Copy each line below that contains the word "green". Case matters.

** START OF Provided data **

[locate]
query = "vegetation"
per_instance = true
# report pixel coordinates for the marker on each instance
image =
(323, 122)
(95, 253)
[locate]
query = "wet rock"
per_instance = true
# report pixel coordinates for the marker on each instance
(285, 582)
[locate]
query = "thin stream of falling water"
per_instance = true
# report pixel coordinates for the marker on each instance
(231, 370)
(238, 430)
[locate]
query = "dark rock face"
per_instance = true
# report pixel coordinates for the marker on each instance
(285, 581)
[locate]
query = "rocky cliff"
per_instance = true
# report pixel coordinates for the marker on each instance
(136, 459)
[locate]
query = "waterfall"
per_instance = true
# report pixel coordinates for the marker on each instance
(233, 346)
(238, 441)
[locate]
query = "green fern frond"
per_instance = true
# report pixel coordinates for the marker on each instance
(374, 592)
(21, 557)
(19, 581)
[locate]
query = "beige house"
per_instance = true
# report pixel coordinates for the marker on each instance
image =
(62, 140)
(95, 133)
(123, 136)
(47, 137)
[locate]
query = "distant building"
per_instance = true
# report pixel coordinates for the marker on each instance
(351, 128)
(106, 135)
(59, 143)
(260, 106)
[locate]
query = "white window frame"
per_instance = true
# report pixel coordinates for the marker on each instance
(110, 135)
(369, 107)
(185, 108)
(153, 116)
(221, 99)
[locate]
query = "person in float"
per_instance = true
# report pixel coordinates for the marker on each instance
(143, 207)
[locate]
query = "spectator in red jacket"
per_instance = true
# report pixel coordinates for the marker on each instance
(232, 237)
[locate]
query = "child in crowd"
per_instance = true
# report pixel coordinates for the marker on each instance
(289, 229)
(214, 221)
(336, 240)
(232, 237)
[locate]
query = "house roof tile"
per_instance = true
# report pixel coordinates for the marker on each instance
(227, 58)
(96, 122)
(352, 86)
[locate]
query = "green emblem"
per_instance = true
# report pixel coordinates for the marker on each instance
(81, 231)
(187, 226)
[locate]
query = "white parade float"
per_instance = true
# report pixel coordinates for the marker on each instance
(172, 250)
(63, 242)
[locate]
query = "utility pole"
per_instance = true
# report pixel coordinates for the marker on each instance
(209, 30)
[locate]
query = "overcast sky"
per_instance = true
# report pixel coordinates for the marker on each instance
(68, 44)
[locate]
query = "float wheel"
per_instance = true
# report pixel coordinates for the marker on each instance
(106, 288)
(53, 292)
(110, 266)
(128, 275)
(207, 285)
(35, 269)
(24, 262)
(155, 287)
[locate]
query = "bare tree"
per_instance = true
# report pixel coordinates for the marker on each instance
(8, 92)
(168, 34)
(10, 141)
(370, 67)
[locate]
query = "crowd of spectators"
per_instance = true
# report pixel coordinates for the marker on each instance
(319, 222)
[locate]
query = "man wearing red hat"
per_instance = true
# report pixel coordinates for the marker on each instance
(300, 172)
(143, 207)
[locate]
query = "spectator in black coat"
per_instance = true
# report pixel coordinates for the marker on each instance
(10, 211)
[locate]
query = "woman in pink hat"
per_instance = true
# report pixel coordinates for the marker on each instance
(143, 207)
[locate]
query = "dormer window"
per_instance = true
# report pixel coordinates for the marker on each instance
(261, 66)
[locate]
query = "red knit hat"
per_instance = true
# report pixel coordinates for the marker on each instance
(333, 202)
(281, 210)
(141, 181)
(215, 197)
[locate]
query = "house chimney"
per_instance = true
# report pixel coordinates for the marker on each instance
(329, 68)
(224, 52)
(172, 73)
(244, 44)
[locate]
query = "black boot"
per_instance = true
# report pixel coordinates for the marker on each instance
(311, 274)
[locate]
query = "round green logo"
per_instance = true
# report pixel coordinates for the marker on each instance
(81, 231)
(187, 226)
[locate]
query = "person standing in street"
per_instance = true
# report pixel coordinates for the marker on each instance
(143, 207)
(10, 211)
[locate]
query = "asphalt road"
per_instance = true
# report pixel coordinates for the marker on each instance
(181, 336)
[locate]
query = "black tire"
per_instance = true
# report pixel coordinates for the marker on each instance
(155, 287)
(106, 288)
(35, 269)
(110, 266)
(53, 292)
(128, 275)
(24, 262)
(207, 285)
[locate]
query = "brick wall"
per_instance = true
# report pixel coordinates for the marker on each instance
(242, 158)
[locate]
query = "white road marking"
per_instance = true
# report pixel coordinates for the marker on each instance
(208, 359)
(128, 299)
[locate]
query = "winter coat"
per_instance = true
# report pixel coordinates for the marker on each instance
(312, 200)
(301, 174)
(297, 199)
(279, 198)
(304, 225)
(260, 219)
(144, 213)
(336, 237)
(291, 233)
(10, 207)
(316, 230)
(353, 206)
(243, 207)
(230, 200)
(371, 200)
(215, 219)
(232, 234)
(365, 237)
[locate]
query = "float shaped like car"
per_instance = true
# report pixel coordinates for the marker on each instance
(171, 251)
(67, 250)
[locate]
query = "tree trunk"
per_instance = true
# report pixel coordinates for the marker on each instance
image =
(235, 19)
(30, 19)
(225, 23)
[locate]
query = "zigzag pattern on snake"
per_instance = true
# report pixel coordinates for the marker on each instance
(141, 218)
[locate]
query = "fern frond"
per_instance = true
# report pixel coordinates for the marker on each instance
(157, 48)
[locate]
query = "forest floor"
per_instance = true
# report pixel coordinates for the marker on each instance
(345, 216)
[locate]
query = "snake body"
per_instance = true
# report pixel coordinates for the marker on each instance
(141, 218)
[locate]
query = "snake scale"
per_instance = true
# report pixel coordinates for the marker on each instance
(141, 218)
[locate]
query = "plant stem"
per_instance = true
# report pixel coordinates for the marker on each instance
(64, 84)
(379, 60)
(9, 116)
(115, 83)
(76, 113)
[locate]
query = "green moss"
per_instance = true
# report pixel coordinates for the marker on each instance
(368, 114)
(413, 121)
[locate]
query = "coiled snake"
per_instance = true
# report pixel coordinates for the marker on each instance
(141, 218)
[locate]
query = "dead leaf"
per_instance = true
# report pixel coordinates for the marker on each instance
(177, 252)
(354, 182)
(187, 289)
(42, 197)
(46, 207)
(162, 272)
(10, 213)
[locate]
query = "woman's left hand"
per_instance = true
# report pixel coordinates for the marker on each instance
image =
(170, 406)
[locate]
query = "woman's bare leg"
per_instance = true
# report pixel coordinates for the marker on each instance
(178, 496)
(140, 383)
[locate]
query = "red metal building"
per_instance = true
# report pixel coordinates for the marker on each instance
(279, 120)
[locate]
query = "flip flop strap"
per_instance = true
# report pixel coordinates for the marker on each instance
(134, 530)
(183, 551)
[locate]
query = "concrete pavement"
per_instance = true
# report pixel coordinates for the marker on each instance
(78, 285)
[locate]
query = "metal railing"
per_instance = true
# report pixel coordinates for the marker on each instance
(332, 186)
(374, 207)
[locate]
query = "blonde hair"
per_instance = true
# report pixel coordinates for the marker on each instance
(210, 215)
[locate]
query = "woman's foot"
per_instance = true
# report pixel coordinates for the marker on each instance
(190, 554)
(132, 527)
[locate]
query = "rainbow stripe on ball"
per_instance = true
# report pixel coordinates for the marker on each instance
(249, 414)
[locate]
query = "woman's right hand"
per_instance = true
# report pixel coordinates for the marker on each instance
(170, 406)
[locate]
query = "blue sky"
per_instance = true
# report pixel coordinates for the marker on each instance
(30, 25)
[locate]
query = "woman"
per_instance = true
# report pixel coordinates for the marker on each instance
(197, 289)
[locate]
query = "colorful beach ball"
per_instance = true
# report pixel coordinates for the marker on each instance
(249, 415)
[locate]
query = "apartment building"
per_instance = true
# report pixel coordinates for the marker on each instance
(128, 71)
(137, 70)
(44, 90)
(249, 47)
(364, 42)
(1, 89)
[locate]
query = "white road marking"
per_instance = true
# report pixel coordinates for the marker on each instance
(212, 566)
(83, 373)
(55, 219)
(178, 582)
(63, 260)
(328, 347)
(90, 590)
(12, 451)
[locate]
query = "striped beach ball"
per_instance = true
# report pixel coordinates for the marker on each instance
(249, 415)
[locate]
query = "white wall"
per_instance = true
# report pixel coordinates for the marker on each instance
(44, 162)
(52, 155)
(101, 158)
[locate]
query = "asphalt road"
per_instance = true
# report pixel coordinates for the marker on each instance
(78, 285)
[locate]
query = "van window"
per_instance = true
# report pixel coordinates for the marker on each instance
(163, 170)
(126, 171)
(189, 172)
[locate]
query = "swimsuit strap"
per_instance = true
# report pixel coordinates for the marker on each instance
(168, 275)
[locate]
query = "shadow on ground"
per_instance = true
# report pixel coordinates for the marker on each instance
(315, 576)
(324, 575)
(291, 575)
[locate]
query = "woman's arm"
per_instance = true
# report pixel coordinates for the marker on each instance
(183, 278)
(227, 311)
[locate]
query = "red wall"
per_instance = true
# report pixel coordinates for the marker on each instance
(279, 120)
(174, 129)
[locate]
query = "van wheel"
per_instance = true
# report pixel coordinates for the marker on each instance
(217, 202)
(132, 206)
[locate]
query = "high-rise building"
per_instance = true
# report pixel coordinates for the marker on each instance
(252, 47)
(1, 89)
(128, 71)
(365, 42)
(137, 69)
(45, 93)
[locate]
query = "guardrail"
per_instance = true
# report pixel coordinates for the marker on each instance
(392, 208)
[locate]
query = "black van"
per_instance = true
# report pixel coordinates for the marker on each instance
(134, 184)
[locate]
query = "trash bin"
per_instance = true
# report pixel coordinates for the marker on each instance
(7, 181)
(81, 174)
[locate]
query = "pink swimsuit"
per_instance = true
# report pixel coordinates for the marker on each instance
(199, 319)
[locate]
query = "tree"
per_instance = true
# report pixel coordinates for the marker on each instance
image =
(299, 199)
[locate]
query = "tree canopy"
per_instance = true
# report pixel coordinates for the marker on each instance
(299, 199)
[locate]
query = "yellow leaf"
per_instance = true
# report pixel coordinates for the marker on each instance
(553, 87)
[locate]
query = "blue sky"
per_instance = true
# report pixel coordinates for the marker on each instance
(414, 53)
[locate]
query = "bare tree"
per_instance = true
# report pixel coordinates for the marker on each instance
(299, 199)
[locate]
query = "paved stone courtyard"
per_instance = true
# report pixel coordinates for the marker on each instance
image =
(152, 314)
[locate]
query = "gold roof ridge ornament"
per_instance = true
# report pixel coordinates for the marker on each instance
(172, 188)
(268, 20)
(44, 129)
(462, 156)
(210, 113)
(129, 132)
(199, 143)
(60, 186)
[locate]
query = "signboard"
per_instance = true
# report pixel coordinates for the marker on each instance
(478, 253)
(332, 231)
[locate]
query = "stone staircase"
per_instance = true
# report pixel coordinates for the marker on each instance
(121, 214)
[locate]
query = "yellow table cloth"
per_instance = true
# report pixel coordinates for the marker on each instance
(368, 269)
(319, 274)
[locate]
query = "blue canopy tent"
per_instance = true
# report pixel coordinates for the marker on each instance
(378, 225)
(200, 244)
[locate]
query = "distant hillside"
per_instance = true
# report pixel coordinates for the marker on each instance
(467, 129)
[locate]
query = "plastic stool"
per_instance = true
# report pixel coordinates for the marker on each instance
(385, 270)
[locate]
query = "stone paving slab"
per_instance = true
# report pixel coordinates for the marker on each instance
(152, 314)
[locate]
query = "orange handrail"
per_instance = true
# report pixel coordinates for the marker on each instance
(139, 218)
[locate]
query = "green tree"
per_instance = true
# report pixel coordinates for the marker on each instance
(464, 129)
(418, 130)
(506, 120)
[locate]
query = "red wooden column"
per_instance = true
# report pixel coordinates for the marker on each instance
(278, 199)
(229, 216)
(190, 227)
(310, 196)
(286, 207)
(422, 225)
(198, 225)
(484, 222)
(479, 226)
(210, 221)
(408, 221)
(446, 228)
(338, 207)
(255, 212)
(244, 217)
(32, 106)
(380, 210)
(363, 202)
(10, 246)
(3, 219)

** END OF Provided data **

**Exercise output**
query = "green fern frond"
query = "green emblem"
query = "round green logo"
query = "green moss"
query = "green tree"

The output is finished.